• **What to do**: Every entry that follows should be written out again exactly.

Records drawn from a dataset
--- START ---
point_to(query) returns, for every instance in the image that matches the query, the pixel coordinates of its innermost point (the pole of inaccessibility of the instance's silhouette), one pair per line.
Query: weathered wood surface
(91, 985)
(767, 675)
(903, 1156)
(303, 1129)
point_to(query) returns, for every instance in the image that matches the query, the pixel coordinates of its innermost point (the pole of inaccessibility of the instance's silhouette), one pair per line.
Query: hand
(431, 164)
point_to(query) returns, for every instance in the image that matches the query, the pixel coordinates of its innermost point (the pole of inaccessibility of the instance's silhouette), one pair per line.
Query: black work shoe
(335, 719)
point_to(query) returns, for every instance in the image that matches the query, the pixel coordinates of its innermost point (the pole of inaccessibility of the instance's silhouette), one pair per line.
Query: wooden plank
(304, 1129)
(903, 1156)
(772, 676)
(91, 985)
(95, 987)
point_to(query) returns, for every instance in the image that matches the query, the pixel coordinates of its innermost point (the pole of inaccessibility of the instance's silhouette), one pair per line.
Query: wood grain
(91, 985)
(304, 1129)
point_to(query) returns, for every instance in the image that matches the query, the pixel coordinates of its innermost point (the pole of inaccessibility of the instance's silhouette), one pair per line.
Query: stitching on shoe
--- END ---
• **Expected answer**:
point_to(query) returns, for every instance in the image that matches the query, the pixel coordinates of its innermost point (the pole of inaccessibility of the instance's silhouette), one pair per line.
Query: weathered wood surface
(91, 985)
(767, 675)
(903, 1156)
(303, 1129)
point_to(query) returns, for every instance in the image that matches the query, the pixel coordinates of its innermost point (the pole of inaccessibility of the instance's silhouette), one pair per line.
Query: hand
(431, 164)
point_to(query) returns, for every instance in the image that matches the query, the pixel coordinates of its innermost point (the pole of inaccessibility of the instance's silhouette), one pair per line.
Query: black work shoe
(335, 719)
point_to(query) returns, for every instance in the image that matches the query, the pixel coordinates of its innermost point (the pole of inaccessibility of the instance's silhouette), one pair per line.
Query: wooden plank
(304, 1129)
(903, 1156)
(772, 676)
(91, 985)
(95, 987)
point_to(query) returns, for every instance in the image that matches the query, the pixel coordinates of its innermost point (the pole of inaccessibility of the instance's silhouette), one pair per line.
Query: wood grain
(91, 985)
(304, 1129)
point_to(query) returns, for every instance in the image that matches the query, the pixel coordinates of its innermost point (the pole of inaccessibility of the instance's silhouette), one pair per line.
Query: stitching on shoe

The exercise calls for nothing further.